TÂCHES À EFFECTUER ▸
- a) Répondez à ces questions sur la postface :
(i) Dans quelle université l'auteur a-t-il soutenu sa thèse de Doctorat ?
(ii) Quel mot, placé entre guillemets, l'auteur emploie-t-il pour qualifier la publication de cet ouvrage ?
(iii) Que l'auteur n'hésite-t-il pas à donner à ceux qui voudraient participer à cette entreprise de critique ?
- b) Dans les enregistrements, recopiez le passage qui va de la ligne contenant « Target: wind-swept tree » jusqu'à la fin des enregistrements, bornes comprises. Remplacez-y « thickest part » par « widest part » sans rien modifier d'autre.

SECTION DU TEXTE ▸

╔══

LE HAOUZ DE MARRAKECH (1977) (Tome 2)
Paul PASCON
Institut Agronomique et Vétérinaire Hassan II
POST-FACE
À quelques retouches pris, le texte qui précède est celui qui constituait ma thèse de Doctorat soutenue à l’Université de Paris VII le 22 février 1975. J’aurais certainement pu l’améliorer sérieusement au prix d’une refonte assez substantielle; j’aurais aimé aussi pouvoir présenter d’abord au public, et spécialement aux Marakchis, un texte initial qu’ils auraient pu acquérir à bas prix, de manière à recueillir d’eux les indispensables critiques que ce travail appellera. Ceux qui connaissent plus profondément, plus intimement le Haouz que je ne pourrai jamais le connaitre, n’écrivent pas. Parce qu’ils n’en ont pas le loisir, l’occasion, la possibilité. Et aussi parce que c’est un trait de cette culture d’éviter de se mettre en avant, de donner à penser qu’on croit en savoir plus que les autres. Dans la retenue des marrakchis, il y a de la modestie, de la pudeur, et surtout de la prudence. Hors du cercle étroit des amis, des relations, l’anonymat est plus recherché que transgressé. Il y a un charme disert à échanger en petit comité de féroces et corrosifs commentaires sur les minimes comme sur les grands sujets; mais on évite de porter sur la place publique autre chose que des paroles de circonstances, des façons de langages aimables et ampoulées: seuls les initiés y décryptent les silences et les sous-entendus qui les démentent.
Je saisis en partie combien sur la place de Marrakech la publication de cet ouvrage a un caractère sauvage et mal dégrossi, disons le mot »incivil ». J’espère, sans trop oser y croire, qu’il donnera à dire. Ma plus grande attente est de recevoir critiques et contradictions, publiques ou privées, écrites ou orales, reconnues ou anonymes; car seules ces critiques formulées permettront de réduire le large fossé qui existe entre la profonde et intime connaissance dispersée et la trop grande ignorance collective; c’est ainsi que les sciences humaines peuvent espérer commencer d’avancer. À tous ceux qui voudraient participer à cette entreprise de critique, de complément et d’amélioration, je n’hésite pas à donner mon adresse postale*.

╚══

DONNÉES EXTRAITES ▸
╔══

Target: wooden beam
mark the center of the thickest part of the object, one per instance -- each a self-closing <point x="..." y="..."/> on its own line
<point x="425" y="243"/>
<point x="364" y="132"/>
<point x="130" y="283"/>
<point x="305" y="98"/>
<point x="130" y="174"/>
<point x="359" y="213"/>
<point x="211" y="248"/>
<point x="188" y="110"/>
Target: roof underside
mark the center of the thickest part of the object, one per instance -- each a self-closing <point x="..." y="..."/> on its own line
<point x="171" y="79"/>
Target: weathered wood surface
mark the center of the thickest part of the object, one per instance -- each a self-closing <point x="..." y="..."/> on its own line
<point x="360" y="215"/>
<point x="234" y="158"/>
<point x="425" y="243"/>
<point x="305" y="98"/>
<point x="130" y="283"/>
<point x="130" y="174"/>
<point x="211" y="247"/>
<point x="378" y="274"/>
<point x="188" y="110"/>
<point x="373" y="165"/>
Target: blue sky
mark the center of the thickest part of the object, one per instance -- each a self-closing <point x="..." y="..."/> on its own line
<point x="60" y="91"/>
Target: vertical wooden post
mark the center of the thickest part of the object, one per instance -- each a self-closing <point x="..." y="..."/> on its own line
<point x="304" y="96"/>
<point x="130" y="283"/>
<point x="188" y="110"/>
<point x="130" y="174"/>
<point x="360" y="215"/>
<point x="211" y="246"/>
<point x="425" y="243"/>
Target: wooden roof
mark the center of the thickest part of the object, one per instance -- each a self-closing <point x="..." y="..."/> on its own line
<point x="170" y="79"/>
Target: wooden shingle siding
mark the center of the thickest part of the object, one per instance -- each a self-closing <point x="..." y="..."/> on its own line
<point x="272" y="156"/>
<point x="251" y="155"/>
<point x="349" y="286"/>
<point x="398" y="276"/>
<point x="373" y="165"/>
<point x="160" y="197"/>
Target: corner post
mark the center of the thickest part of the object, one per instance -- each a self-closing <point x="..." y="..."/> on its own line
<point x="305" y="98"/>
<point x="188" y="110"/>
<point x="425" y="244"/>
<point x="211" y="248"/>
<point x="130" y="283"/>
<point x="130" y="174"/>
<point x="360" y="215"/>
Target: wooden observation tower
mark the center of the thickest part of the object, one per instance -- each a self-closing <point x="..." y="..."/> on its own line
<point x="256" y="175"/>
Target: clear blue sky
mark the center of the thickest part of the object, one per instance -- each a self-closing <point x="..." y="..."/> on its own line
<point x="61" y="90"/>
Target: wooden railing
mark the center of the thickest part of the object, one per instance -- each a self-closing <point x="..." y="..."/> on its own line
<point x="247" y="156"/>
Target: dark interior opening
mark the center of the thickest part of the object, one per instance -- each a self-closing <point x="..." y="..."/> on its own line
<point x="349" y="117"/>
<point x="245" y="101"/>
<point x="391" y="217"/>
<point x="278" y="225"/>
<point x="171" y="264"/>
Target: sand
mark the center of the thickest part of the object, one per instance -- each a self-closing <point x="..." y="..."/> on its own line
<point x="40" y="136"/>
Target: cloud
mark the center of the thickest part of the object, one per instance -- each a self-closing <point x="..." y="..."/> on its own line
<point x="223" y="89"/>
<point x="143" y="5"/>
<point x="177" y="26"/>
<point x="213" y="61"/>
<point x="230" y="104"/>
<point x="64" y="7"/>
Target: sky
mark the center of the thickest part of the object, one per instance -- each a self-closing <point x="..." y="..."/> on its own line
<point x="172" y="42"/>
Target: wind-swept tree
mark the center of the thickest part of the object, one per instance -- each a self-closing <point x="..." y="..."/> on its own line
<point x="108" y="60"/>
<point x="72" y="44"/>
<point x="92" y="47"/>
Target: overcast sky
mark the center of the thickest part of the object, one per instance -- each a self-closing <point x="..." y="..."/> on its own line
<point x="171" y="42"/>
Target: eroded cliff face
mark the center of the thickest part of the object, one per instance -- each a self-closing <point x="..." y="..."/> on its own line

╚══

RÉPONSES DANS L'ORDRE ▸
- a)
(i) À l'Université de Paris VII.
(ii) Le mot « incivil ».
(iii) Son adresse postale.

- b)
Target: wind-swept tree
mark the center of the widest part of the object, one per instance -- each a self-closing <point x="..." y="..."/> on its own line
<point x="108" y="60"/>
<point x="72" y="44"/>
<point x="92" y="47"/>
Target: overcast sky
mark the center of the widest part of the object, one per instance -- each a self-closing <point x="..." y="..."/> on its own line
<point x="171" y="42"/>
Target: eroded cliff face
mark the center of the widest part of the object, one per instance -- each a self-closing <point x="..." y="..."/> on its own line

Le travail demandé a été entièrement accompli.